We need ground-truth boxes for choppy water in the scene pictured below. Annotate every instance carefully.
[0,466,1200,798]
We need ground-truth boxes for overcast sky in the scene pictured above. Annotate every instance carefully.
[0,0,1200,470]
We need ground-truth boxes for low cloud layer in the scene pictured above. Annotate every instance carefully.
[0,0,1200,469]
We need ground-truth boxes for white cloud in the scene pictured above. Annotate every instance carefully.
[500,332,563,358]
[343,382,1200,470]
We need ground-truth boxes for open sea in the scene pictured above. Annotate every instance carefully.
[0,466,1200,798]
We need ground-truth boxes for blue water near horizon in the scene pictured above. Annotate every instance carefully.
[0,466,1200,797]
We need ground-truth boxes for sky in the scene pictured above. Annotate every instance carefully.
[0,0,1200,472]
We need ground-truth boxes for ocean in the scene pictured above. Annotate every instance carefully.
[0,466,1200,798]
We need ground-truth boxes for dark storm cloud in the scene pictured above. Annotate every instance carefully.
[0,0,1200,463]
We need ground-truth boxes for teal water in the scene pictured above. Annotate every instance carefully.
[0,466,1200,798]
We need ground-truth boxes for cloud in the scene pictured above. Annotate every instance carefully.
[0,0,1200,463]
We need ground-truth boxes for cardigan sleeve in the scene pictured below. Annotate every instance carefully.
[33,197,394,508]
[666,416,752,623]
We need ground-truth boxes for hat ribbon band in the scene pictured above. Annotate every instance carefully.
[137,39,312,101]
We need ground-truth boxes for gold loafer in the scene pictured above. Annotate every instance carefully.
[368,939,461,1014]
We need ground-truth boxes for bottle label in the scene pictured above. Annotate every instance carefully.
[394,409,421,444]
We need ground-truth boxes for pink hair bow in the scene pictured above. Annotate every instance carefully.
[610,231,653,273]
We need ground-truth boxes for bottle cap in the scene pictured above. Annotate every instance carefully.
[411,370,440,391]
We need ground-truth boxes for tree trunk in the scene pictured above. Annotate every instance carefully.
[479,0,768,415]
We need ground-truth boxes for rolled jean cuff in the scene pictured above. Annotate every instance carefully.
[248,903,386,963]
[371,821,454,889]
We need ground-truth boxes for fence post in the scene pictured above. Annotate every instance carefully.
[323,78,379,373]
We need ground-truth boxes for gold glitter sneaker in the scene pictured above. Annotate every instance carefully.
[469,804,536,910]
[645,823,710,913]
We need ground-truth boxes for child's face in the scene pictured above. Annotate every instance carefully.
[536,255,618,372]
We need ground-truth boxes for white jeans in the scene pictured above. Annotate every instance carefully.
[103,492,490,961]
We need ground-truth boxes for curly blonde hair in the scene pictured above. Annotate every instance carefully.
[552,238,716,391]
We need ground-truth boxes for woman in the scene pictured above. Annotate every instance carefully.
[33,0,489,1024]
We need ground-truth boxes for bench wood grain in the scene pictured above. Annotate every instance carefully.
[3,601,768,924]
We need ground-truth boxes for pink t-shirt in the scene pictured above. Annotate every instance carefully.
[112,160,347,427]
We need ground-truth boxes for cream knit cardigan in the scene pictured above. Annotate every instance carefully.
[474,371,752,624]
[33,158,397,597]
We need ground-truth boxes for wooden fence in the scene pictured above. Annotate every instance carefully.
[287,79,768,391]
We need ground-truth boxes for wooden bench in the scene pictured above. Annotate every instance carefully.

########################################

> What you should do
Copy out all of the data exactly, leaving nothing out.

> Final result
We need ground-truth boxes for choppy water in the scene pictured below. Annotate every instance carefully.
[0,466,1200,798]
We need ground-truth boxes for overcast sky in the scene pictured above. Annotate every instance carefully.
[0,0,1200,470]
We need ground-truth boxes for low cloud layer in the scene pictured above. Annotate every instance carefully.
[0,0,1200,469]
We need ground-truth boxes for white cloud in the scene pictured above. Annotate every instance carefully.
[500,332,563,358]
[343,382,1200,470]
We need ground-truth boxes for open sea in the scene pictured above. Annotate every instance carefully.
[0,466,1200,798]
We need ground-truth boxes for blue water near horizon in the scene pictured above. Annotate every instance carefully.
[0,466,1200,797]
We need ground-truth boxes for sky in the scene pictured above. Annotate every instance carefully.
[0,0,1200,472]
We need ground-truth boxes for ocean in the scene pictured above. Annotate every instance carefully.
[0,466,1200,798]
We need ground-truth boxes for dark storm cloud in the scene pictured above. Annotate every instance carefully.
[0,0,1200,463]
We need ground-truth boxes for teal water in the scene pictured above. Annotate every instance carefully.
[0,466,1200,798]
We need ground-truth boxes for cloud in the scene pictured above. Annotate every instance carefully.
[0,0,1200,463]
We need ground-truth boxes for cardigan sleeve in the scene pictured below. Annotate every instance carefully.
[33,197,394,508]
[666,416,752,623]
We need ground-truth boxes for hat ribbon band in the scene pictured above. Annotate every instance carefully.
[137,39,312,101]
We need ground-truth boxes for gold loafer in the scene pictured above. Annotate every instance carefully.
[368,939,461,1014]
We need ground-truth boxes for bottle label in the scene pictured above. Annotate every instance carefully.
[394,409,421,444]
We need ground-truth boxes for pink hair bow in the scene pictured above. Annotate every instance carefully.
[610,231,653,273]
We need ground-truth boxes for bottle cap in the scene pictured above. Annotate every instance carefully.
[411,370,440,391]
We need ground-truth boxes for tree trunk in the scene pictured above. Annotate every instance carefully.
[479,0,768,415]
We need ground-truth boxes for rolled jean cuff in the scene pictured above. Annotate every instance carefully.
[248,903,386,963]
[371,821,454,889]
We need ground-truth boxes for fence post in the scene pictured above. Annotate every instance carefully.
[323,78,379,373]
We need ground-truth boxes for gold glitter sneaker in the scene pictured above. Annotate every instance carefully.
[469,804,536,910]
[645,823,710,913]
We need ground-truth boxes for child's face in the scene pictured above. Annotate every instance carefully.
[536,255,618,372]
We need ground-truth boxes for white jeans in the scene pictured above. Annotate every instance carefully.
[103,492,490,961]
We need ground-truth boxes for curly blonde hair in the scene pictured above. Annotate every instance carefully.
[552,238,716,391]
We need ground-truth boxes for woman in the scene pictured above. Annotate every instance carefully.
[33,0,489,1024]
We need ground-truth boxes for bench wood grain in the scene pictured above. Annotate every instance carefully.
[3,601,768,924]
We need ground-truth boxes for pink t-shirt in the scene pictured above. Annotate every instance carefully.
[112,160,347,427]
We need ground-truth boxes for cream knit cardigan in the scene pictured above. Annotate every instance carefully.
[474,371,752,624]
[33,158,397,597]
We need ground-truth boxes for wooden fence in the scene pictured above. Annotate every instance carefully.
[287,79,768,391]
We need ground-truth boxes for wooden bench in the scene pictured above. Annotate every instance carefully.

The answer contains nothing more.